··· Data for this exercise ···

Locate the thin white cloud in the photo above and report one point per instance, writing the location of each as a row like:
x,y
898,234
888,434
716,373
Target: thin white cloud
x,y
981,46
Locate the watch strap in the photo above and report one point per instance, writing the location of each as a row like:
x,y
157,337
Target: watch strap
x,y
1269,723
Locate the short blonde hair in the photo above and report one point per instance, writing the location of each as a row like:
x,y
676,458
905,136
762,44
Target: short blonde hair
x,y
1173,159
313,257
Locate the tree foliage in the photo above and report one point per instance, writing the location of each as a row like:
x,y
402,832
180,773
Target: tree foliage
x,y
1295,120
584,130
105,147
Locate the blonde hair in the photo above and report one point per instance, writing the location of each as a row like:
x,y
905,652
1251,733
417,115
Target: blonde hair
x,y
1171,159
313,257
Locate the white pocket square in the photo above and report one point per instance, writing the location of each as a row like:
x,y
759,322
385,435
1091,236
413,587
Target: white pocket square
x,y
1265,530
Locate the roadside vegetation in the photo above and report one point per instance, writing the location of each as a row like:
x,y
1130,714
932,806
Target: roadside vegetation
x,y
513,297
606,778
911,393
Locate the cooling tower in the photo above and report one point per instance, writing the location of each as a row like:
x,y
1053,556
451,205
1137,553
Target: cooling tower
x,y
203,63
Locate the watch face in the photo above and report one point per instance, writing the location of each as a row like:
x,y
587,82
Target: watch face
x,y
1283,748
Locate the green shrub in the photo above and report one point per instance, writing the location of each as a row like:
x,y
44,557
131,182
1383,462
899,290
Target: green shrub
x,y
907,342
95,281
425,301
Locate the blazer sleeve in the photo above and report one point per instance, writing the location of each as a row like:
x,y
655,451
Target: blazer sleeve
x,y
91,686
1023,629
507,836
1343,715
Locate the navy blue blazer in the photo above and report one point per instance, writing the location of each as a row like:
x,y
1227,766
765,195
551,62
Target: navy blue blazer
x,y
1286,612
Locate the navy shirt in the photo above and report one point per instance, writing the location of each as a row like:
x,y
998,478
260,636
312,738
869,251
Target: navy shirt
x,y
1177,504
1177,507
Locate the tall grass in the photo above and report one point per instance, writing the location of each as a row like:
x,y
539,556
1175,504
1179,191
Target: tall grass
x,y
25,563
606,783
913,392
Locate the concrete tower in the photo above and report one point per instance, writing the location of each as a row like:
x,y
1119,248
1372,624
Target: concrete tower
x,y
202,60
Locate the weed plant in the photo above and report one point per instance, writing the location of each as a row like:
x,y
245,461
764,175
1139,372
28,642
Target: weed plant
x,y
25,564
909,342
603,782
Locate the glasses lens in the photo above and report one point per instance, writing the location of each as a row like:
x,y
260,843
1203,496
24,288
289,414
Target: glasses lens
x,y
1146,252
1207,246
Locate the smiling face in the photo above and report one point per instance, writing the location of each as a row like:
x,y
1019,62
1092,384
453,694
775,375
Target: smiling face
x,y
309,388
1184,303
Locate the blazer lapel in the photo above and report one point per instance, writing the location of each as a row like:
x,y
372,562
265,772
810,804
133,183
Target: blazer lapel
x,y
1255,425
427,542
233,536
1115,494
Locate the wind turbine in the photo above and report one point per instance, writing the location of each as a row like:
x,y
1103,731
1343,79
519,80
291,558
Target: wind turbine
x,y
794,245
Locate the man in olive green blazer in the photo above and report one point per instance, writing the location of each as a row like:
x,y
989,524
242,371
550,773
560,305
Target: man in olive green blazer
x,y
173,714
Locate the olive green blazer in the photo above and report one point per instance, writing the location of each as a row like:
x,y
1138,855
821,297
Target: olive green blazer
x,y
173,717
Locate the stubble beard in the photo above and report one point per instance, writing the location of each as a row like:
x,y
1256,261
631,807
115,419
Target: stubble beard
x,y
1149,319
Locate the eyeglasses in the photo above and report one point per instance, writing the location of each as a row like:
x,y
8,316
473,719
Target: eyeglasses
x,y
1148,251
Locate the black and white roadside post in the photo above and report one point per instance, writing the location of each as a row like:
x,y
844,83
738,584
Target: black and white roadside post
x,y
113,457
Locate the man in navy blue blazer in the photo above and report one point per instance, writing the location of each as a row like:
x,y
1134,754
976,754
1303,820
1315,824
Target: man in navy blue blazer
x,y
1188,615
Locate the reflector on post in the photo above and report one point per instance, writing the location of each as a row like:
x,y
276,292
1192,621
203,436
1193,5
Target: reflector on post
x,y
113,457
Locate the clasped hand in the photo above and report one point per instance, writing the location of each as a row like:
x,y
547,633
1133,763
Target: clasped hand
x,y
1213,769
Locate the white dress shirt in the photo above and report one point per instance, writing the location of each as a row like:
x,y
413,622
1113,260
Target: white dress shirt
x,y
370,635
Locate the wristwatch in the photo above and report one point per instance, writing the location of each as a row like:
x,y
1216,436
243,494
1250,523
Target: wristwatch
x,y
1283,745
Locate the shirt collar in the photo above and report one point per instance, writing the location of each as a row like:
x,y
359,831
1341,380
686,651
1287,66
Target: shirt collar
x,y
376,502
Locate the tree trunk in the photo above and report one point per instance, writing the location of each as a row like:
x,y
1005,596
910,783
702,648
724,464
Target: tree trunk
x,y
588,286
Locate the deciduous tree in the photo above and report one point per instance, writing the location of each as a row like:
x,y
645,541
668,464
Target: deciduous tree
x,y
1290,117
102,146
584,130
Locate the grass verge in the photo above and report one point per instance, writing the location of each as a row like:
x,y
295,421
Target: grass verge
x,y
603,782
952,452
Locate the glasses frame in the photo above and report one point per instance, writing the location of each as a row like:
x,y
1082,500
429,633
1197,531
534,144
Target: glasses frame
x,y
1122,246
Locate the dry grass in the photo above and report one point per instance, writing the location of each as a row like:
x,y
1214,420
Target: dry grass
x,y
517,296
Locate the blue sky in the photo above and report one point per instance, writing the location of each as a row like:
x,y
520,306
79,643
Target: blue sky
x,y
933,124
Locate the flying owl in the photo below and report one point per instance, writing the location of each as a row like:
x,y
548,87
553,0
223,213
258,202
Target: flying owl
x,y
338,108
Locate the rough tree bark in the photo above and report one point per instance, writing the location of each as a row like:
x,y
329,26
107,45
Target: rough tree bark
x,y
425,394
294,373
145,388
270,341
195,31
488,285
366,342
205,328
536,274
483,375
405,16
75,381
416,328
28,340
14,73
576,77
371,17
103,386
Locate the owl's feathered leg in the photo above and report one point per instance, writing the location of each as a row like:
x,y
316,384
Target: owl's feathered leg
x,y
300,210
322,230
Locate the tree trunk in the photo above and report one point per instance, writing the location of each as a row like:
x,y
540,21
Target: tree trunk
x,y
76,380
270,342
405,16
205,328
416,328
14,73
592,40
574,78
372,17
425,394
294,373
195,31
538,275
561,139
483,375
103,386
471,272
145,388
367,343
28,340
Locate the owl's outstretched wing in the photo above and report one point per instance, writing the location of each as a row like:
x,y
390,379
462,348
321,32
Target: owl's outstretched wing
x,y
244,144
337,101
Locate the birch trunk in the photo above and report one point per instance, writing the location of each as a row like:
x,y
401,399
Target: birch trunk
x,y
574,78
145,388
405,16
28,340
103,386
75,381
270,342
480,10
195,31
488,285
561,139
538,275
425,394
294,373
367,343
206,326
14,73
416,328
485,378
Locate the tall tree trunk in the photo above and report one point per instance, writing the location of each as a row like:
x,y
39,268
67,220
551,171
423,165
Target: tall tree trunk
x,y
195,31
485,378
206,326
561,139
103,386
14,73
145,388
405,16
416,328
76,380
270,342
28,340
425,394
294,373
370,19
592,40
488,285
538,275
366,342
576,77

···

◆ **Short task**:
Write every record out again, unaltered.

◆ **Reply**:
Locate the thin white cloud in the photo above and report one point per instance, writing the location of each as a row like:
x,y
898,234
888,434
716,373
Target: thin white cloud
x,y
981,46
Locate the watch strap in the photo above and report one point per instance, writing the location of each as a row like:
x,y
157,337
Target: watch strap
x,y
1269,723
Locate the short blonde hair in the photo above and report one point per instance, writing the location of each as a row like:
x,y
676,458
905,136
762,44
Target: short blonde hair
x,y
1173,159
313,257
Locate the tree foliage in the photo above and report one point per instance, writing the location of each as a row like:
x,y
402,832
180,773
Target: tree foliage
x,y
1295,120
584,130
105,147
Locate the blonde hair in the photo above and report one point per instance, writing the location of each as a row like:
x,y
905,652
1251,733
417,115
Target: blonde hair
x,y
1171,159
313,257
Locate the white pocket square in the photo above and report one point per instance, writing the location of each as a row like:
x,y
759,322
385,435
1091,236
413,587
Target: white pocket square
x,y
1265,530
Locate the roadside vegetation in the photo above and report one point per instance, writing the location of each as a row like:
x,y
1130,714
932,806
Target: roadside vegetation
x,y
513,297
606,778
911,393
Locate the cooling tower in the photo above and report one point per instance, writing the location of each as a row like:
x,y
1053,556
451,205
1137,553
Target: cooling tower
x,y
203,63
Locate the watch face in the photo above and report one point per instance, writing the location of each as a row like:
x,y
587,82
Target: watch face
x,y
1283,748
Locate the green shrub in the photo above and report one point per instance, writing the location of each as a row like:
x,y
44,557
131,182
1383,462
899,290
Target: green shrub
x,y
907,342
95,281
425,301
Locate the blazer sleeve in the photo above and report one point per instance, writing the location of each as a row like:
x,y
655,451
Target: blazer sleeve
x,y
91,686
1023,629
507,836
1343,715
Locate the navy blue blazer in the photo above and report one point per instance, writing the location of each as a row like:
x,y
1227,766
765,195
551,62
Target: navy blue blazer
x,y
1286,612
Locate the navy shirt in the photo above and report one point per instance, writing the location of each as a row like:
x,y
998,478
260,636
312,738
869,251
Target: navy shirt
x,y
1177,504
1177,507
Locate the tall grass in the photo above and report one point per instance, writing the location of each as a row like:
x,y
539,556
1175,504
1179,191
Target: tall grass
x,y
25,563
606,783
913,392
Locate the concrete tower in the photo above and report one point per instance, writing the location of each as a row like:
x,y
1119,248
1372,624
Target: concrete tower
x,y
202,60
Locate the weed plant in the photo above and report one point per instance, writing the location of each as a row like:
x,y
245,461
764,175
1139,372
28,642
Target: weed plant
x,y
25,564
909,342
603,782
Locate the glasses lens in the photo above and report one point per instance, writing the location of each as a row like:
x,y
260,843
1203,496
24,288
289,414
Target: glasses lens
x,y
1146,252
1207,246
Locate the smiling face in the photo above and report one point per instance, writing the location of each as a row like:
x,y
1019,62
1092,384
453,694
775,375
Target: smiling face
x,y
309,388
1184,303
Locate the blazer lapel in the photo above and report one point per instance, writing the location of each as a row like:
x,y
372,562
265,772
810,804
133,183
Target: blazer lapel
x,y
1255,425
427,542
233,536
1115,494
Locate the wind turbine in the photo above and report one point per instance, writing the location of each as a row like:
x,y
1103,731
1343,79
519,80
291,558
Target: wind turbine
x,y
794,245
Locate the man in olive green blazer in the photo above and report one point per instance, writing the location of each as a row like:
x,y
989,524
242,371
550,773
560,305
Target: man in olive green blazer
x,y
173,714
Locate the olive green blazer in the photo above and report one point per instance, writing the location of each as a row like:
x,y
1138,855
821,297
Target: olive green blazer
x,y
173,717
Locate the stubble beard in the photo above and report one point per instance, writing the location of each as a row like:
x,y
1256,261
631,807
115,419
Target: stubble beard
x,y
1149,319
Locate the eyeglasses in the photo above and report one point per instance, writing the location of each as a row like:
x,y
8,316
473,719
Target: eyeglasses
x,y
1148,251
Locate the black and white roadside post in the photo above and report one point per instance, writing the location of each as a row like:
x,y
844,83
738,584
Target: black and white roadside post
x,y
113,457
Locate the man in navy blue blazer in the photo above and report one point per instance, writing the location of each as a row like:
x,y
1134,754
976,754
1303,820
1315,824
Target: man in navy blue blazer
x,y
1188,615
Locate the reflector on post in the photo above and report one point per instance, writing the location of each as a row like:
x,y
276,292
1192,621
203,436
1193,5
Target: reflector on post
x,y
113,457
Locate the clasped hand in the photo above and report one point per instance, writing the location of each as a row like:
x,y
547,633
1133,763
Target: clasped hand
x,y
1213,769
Locate the white dress shirt in the photo above and report one point per instance, writing the location of each as a row like:
x,y
413,622
1113,260
Target: white dress shirt
x,y
370,635
Locate the wristwatch in the photo above and report one point per instance, writing the location of each as a row like:
x,y
1216,436
243,494
1250,523
Target: wristwatch
x,y
1283,745
Locate the shirt collar in the photo above and report one point per instance, writing the location of each as a row like:
x,y
359,831
1341,380
686,651
1287,66
Target: shirt collar
x,y
376,502
Locate the tree trunk in the photo above and report one point per instance, writing the location of each as a row like:
x,y
1005,596
910,783
702,648
724,464
Target: tree trunk
x,y
588,286
Locate the deciduous tree in the photo above and report one point per instance, writing the location of each as a row like:
x,y
645,541
668,464
Target: deciduous tree
x,y
1290,117
102,146
584,130
Locate the grass verge in the photo above and report one point per instance, writing the location of each as a row like:
x,y
295,421
Target: grass verge
x,y
603,782
952,452
Locate the glasses frame in the photo above and report one point per instance, writing the location of each as a row like:
x,y
1082,500
429,633
1197,531
534,144
Target: glasses frame
x,y
1122,246
Locate the dry grass in the photo above and report one point per instance, writing the location of each as a row like:
x,y
1214,420
Target: dry grass
x,y
517,296
Locate the blue sky in the photo above and report one point per instance, writing the location of each as a row like:
x,y
520,306
79,643
Target: blue sky
x,y
933,124
Locate the flying owl in the photo below and report one point per instance, writing the location of each as a row like:
x,y
548,87
553,0
223,213
258,202
Target: flying owl
x,y
338,108
Locate the rough tree bark in the photo above and report one point per instance, writing the location of each as a row like:
x,y
329,26
107,45
Target: rough tree bark
x,y
425,394
294,373
145,388
270,341
195,31
488,285
366,342
205,328
536,274
483,375
405,16
75,381
416,328
28,340
14,73
576,77
371,17
103,386
Locate the owl's feathered leg in the photo above and report one point per instance, writing the location of each as a row like:
x,y
316,384
Target: owl's feathered leg
x,y
300,210
322,230
Locate the tree trunk in the photo above and report one point per instance, writing the location of each as a row like:
x,y
540,21
Target: tree trunk
x,y
76,380
270,342
405,16
205,328
416,328
14,73
592,40
574,78
372,17
425,394
294,373
195,31
538,275
561,139
483,375
103,386
471,272
145,388
367,343
28,340
Locate the owl's outstretched wing in the photo above and report one point per instance, writing the location of each as a row like:
x,y
390,379
462,348
321,32
Target: owl's outstretched wing
x,y
244,144
337,101
Locate the birch trunk in the photo above and report one point per instance, writing the location of each as a row like:
x,y
401,399
Target: birch trunk
x,y
574,78
145,388
405,16
28,340
103,386
75,381
270,342
480,10
195,31
488,285
561,139
538,275
425,394
294,373
367,343
206,326
14,73
416,328
485,378
Locate the tall tree trunk in the photo above and report one point per instance, writing the location of each as a row like:
x,y
39,268
67,220
551,171
423,165
Target: tall tree trunk
x,y
195,31
485,378
206,326
561,139
103,386
14,73
145,388
405,16
416,328
76,380
270,342
28,340
425,394
294,373
370,19
592,40
488,285
538,275
366,342
576,77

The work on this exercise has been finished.